Ancak, söz konusu faaliyetler, Almanya'da yer alan bir sabit yer vasıtasıyla yürütülürse veya
Almanya'da icra edilen hizmetlerin 12 aylık herhangi bir kesintisiz dönemde, bir veya birkaç
seferde toplam 183 günü aşarsa, Almanya'nın da bu gelirleri kendi iç mevzuatı kapsamında
vergileme hakkı bulunmaktadır.
Anlaşmanın 14 üncü maddesi kapsamında Almanya'da vergi ödenmesi durumunda ödenen
bu vergi Anlaşmanın "Çifte Vergilendirmenin Önlenmesi" ne ilişkin 22 nci maddesinin 1 inci fıkrası
kapsamında Türkiye'de toplam kazançlar üzerinden ödenecek vergilerden mahsup edilmesi
gerekmektedir.

- [Belirtilen hedef A] Metinde rakamla yazılmış bütün sayıları geçtikleri sırayla sıralayın.
- [Belirtilen hedef B] Metinde "Anlaşmanın 14 üncü" sözcükleriyle başlayıp "gerekmektedir." sözcükleriyle biten kısmın tamamını lütfen harfiyen aktarın.
Ardından gelen veriler metinden bağımsız, ayrı bir malzemedir.

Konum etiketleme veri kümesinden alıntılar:
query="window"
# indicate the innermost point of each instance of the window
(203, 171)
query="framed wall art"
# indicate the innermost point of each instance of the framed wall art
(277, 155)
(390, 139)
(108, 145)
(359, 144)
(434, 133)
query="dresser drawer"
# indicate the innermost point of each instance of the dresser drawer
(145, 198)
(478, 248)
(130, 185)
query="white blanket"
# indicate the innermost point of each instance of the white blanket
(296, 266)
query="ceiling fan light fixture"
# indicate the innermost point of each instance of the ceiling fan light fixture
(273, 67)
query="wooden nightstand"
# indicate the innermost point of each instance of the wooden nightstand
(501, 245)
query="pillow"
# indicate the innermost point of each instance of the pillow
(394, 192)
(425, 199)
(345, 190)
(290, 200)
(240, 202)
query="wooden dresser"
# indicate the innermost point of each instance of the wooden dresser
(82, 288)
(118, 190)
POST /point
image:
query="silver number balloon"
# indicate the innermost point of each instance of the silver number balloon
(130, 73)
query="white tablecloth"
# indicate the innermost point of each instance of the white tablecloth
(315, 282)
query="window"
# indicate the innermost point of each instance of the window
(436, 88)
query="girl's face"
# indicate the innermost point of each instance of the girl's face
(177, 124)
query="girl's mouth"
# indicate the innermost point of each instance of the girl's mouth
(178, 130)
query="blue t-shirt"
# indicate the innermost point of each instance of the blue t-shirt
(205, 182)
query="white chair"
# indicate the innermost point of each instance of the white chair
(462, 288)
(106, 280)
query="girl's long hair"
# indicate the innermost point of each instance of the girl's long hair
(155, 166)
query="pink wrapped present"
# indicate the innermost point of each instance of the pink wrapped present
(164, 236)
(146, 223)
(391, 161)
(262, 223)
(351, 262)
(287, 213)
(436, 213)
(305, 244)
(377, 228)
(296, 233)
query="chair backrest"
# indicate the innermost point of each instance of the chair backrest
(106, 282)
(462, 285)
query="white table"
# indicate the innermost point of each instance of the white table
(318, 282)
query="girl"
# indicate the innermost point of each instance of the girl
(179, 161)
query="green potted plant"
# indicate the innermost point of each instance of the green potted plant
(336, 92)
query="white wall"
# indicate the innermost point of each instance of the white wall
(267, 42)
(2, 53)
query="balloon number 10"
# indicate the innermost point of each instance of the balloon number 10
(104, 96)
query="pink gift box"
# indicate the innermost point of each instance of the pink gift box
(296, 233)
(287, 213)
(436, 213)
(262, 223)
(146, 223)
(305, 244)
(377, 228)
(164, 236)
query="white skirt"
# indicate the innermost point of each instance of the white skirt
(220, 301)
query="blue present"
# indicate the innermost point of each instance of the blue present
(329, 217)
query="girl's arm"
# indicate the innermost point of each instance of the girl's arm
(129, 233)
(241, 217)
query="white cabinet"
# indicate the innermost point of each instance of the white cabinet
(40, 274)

- [Alıştırma sonucu A] 12, 183, 14, 22, 1

- [Alıştırma sonucu B]
Anlaşmanın 14 üncü maddesi kapsamında Almanya'da vergi ödenmesi durumunda ödenen
bu vergi Anlaşmanın "Çifte Vergilendirmenin Önlenmesi" ne ilişkin 22 nci maddesinin 1 inci fıkrası
kapsamında Türkiye'de toplam kazançlar üzerinden ödenecek vergilerden mahsup edilmesi
gerekmektedir.